Autor: Lonergan, Bernard J.F. Buch: The Trinune God: Systematics Titel: The Triune God: Systematics Stichwort: Sendung (sichtbar, unsichtbar): Sohn, Geist; Ordnungsgut: visio beatifica - Königreich Gottes, Leib Christ, Heilsökonomie; Kurzinhalt: QUESTION 30/2 - Is it appropriate that the divine persons be sent ...; Moreover, it was appropriate for one divine person to be sent visibly and the other invisibly. For a mission has a twofold end: ...
Textausschnitt: 495b (2) With these considerations about the nature of the good well understood, we must now go on to consider the end of the divine missions. The ultimate end is of course the divine good itself communicated immediately in the beatific vision, while the proximate end is that good of order which, according to various analogies with human goods of order, is called either the kingdom of God, or the body of Christ, or the church, or the mystical marriage of Christ with the church, or the economy of salvation, or the city of God. The proximate end is called a kingdom because of its similarity to a good political order, a body because of its similarity to the good of order that obtains among the organs of a single body, a church and a city because of its similarity to a social good of order, a marriage because of its similarity to a domestic good of order, and an economy because of its similarity to the good of order in acquiring, producing, and managing material things. (Fs) (notabene)
495c In this good of order are found all the elements that come together to constitute a good of order. It includes many persons, since Christ died for all. There are cognitive and appetitive habits, since from sanctifying grace flow the infused virtues and the gifts of the Holy Spirit. There are many coordinated operations, since Christians put off the old man, live a new life, and love one another. There are successions and series of particular goods, flowing from the benefits that the new life in Christ constantly produces, from the ministry of the word by which the gospel is preached to every creature, from the ministry of life that is seen in sacrifice, in the priesthood, and in the sacraments, and from the hierarchy that regulates and develops the church. Finally, there are the personal relationships that are formed when Christians love one another as Christ has loved them,1 when in loving one another they love Christ,2 when in loving Christ they are loved by the Father,3 and when the Holy Spirit is sent to them by the Father through Christ.4 Fs) (notabene)

▸ Task 1
Report every line in the records that contains the word "black".
The passage and the records that follow it are unrelated material.

Saved entries:
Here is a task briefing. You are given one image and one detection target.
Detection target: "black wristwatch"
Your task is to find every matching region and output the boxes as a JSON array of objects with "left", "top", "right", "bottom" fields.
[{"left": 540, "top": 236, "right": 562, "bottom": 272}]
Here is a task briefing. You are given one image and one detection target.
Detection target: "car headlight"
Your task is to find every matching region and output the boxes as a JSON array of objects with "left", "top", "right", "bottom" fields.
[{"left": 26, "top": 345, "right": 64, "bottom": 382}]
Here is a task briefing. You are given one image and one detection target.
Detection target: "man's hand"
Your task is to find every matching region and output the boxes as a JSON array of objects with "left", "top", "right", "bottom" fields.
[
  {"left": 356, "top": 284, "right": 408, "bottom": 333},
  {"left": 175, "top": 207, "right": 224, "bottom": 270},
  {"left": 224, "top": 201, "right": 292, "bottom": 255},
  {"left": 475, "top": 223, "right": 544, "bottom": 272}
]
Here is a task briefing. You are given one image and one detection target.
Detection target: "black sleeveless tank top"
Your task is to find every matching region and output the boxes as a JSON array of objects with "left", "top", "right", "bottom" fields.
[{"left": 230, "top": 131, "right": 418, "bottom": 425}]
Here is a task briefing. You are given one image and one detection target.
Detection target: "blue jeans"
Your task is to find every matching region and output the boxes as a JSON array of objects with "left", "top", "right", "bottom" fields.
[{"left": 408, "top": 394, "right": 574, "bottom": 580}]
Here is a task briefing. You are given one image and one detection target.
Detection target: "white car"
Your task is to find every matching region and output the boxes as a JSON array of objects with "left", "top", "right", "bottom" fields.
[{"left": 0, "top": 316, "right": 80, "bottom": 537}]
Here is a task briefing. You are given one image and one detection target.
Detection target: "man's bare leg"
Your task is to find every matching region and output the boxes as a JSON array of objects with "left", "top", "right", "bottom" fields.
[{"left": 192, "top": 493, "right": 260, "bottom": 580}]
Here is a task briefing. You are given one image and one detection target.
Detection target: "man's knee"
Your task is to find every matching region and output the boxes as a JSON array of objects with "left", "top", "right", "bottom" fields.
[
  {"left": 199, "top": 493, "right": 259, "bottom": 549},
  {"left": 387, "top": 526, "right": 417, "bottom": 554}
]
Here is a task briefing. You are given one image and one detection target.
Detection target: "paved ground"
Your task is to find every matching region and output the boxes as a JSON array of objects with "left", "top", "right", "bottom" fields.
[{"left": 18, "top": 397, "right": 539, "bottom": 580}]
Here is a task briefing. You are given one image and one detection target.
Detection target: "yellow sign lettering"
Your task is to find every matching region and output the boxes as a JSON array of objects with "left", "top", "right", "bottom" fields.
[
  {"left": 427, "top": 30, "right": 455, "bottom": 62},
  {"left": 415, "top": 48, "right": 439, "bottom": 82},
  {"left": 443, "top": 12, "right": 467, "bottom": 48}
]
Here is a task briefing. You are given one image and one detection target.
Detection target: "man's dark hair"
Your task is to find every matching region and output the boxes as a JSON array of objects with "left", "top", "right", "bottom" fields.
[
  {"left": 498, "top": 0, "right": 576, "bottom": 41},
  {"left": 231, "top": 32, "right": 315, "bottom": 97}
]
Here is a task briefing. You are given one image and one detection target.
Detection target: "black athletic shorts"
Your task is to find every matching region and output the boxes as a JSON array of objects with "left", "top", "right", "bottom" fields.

▸ Task 2
Continue the passage on the end of the divine missions from the point where it stops.

▸ Final result 1
Detection target: "black wristwatch"
Detection target: "black sleeveless tank top"
Detection target: "black athletic shorts"

▸ Final result 2
497a (3) Now, it is appropriate that the divine persons are sent to constitute and develop this good of order. For although the other goods of order externally imitate that supreme good of order that we observe in the Holy Trinity, nevertheless it was appropriate that the economy of salvation, which is ordered to participation in divine beatitude itself, should not only imitate the order of the Holy Trinity but also in some manner participate in that order. For this reason the very divine persons who from eternity proceed from the Father are also in time sent by the Father to initiate and strengthen new personal relations of reconciliation and love with human persons. In addition to this appropriateness is the fact that through the missions the divine persons are more clearly revealed, and each more ardently loved. (Fs)
497b Moreover, it was appropriate for one divine person to be sent visibly and the other invisibly. For a mission has a twofold end: a person is sent by a person to persons both so that a certain good might be accomplished and so that new personal relations might be initiated or strengthened. Now, since the cooperation among the divine persons is so perfect that there is one simple common operation of the Three, it follows that a divine person as divine can indeed enter into new personal relations but cannot perform works that are proper to himself. Since, therefore, the Son was sent to accomplish the work of mediator and redeemer, it was appropriate for him to assume, a human nature in accord with which he was able to do works proper to himself. But since the Holy Spirit is sent to confirm by uncreated gift the new relations initiated by the Son and to be a pledge of eternal life, it is appropriate that he dwells invisibly in our inmost hearts. (Fs)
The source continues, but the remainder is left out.